Extract:
····················
Unexpected behaviour of query

  • Hi All,

    I am using below query in sql server to find out top 5 amount and date by customer.

    I have used union for the same. But it gives different counts when i ran this query again and again. Sometimes it shows count as 69071 and sometimes it 69072 with same query.

    Can you please help me ?

    Query:

    SELECT COUNT(*)

    FROM EMEA_SERVICEMAX.Servicemax.SERVICE_CONTRACTS_STG c

    where (CONTRACT_STATUS_DESCRIPTION !='Active')

    and erp_id not in ( select

    a.ERP_ID

    from

    (select * ,ROW_NUMBER() over (Partition BY customer_number order by ANNUAL_CONTRACT_PRICE desc) as Rank

    from EMEA_SERVICEMAX.Servicemax.SERVICE_CONTRACTS_STG where CONTRACT_START_DATE >= GETDATE()-730

    and CONTRACT_STATUS_DESCRIPTION not in ('Free','Canceled','Cancelled')

    ) a

    where a.rank <=5

    union all

    select

    b.ERP_ID

    from

    (select *,ROW_NUMBER() over (Partition BY customer_number order by CONTRACT_START_DATE desc) as Rank

    from EMEA_SERVICEMAX.Servicemax.SERVICE_CONTRACTS_STG where CONTRACT_START_DATE >= GETDATE()-730

    and CONTRACT_STATUS_DESCRIPTION not in ('Free','Canceled','Cancelled')

    ) b

    where b.rank <=5

    )

  • Without sample data it's not easy to tell, however, you're using ROW_NUMBER which can be non-deterministic and can give inconsistent results.

    Try using RANK or DENSE_RANK instead of ROW_NUMBER

    ____________________________________________________

    Deja View - The strange feeling that somewhere, sometime you've optimised this query before

    How to get the best help on a forum

    http://www.sqlservercentral.com/articles/Best+Practices/61537
  • I agree that the problem's going to be connected to your row_number() and the fact that the field used in the Order by section of the OVER clause i.e. ANNUAL_CONTRACT_PRICE and/or CONTRACT_START_DATE are not unique for a customer.
····················
Exercise set:
[a] In the SQL query thread, which functions does the first reply suggest using in place of ROW_NUMBER?
[b] Resume the forum thread on the inconsistent SQL query counts, starting right after its last sentence.
····················
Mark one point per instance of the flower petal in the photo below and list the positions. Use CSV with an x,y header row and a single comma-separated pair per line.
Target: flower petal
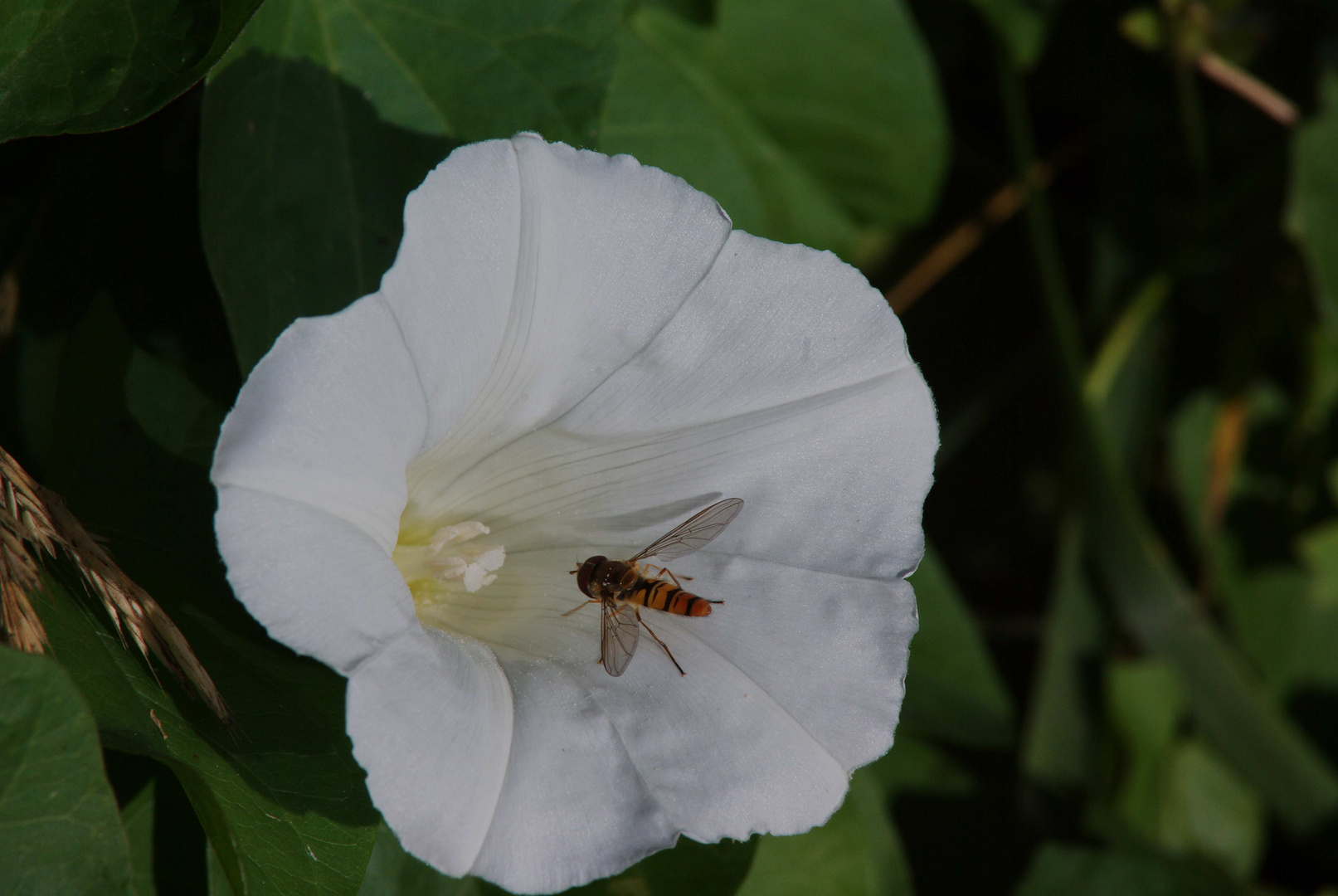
x,y
329,417
833,482
573,806
792,682
528,273
430,716
318,583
····················
Outputs by task:
[a] RANK or DENSE_RANK.

[b]
    If you can add the other elements of the primary key into the 2 Order By's, then you should be OK. (I think!)

  • I was thinking it's the GETDATE()-730 part. That's non-deterministic and might explain the different results as it's part of your where clause.

  • My primary key for table is erp_id and service_contract_number. I have added the erp_id in order by clause. but my top records shows wrong.

    e.g. Top records by customer with annual_contract_price.

    select

    ERP_ID ,CUSTOMER_NUMBER,ANNUAL_CONTRACT_PRICE,Rank

    from

    (select csa.* ,ROW_NUMBER() over (Partition BY csa.customer_number order by csa.ANNUAL_CONTRACT_PRICE desc) as Rank

    from EMEA_SERVICEMAX.Servicemax.SERVICE_CONTRACTS_STG csa where csa.CONTRACT_START_DATE >= GETDATE()-730

    and csa.CONTRACT_STATUS_DESCRIPTION not in ('Free','Canceled','Cancelled')) a

    where a.rank <=5 and a.CUSTOMER_NUMBER='110000053'

    Result:

    ERP_IDCUSTOMER_NUMBERANNUAL_CONTRACT_PRICERank

    C10003890-axq2011-1781100000531963.941

    C10003778-axq2011-178110000053720.132

    C10003775-axq2011-178110000053639.393

    C10003886-axq2011-178110000053591.874

    C10003847-axq2011-178110000053579.685

    By Adding erp_id in order by clause:

    result is defferent.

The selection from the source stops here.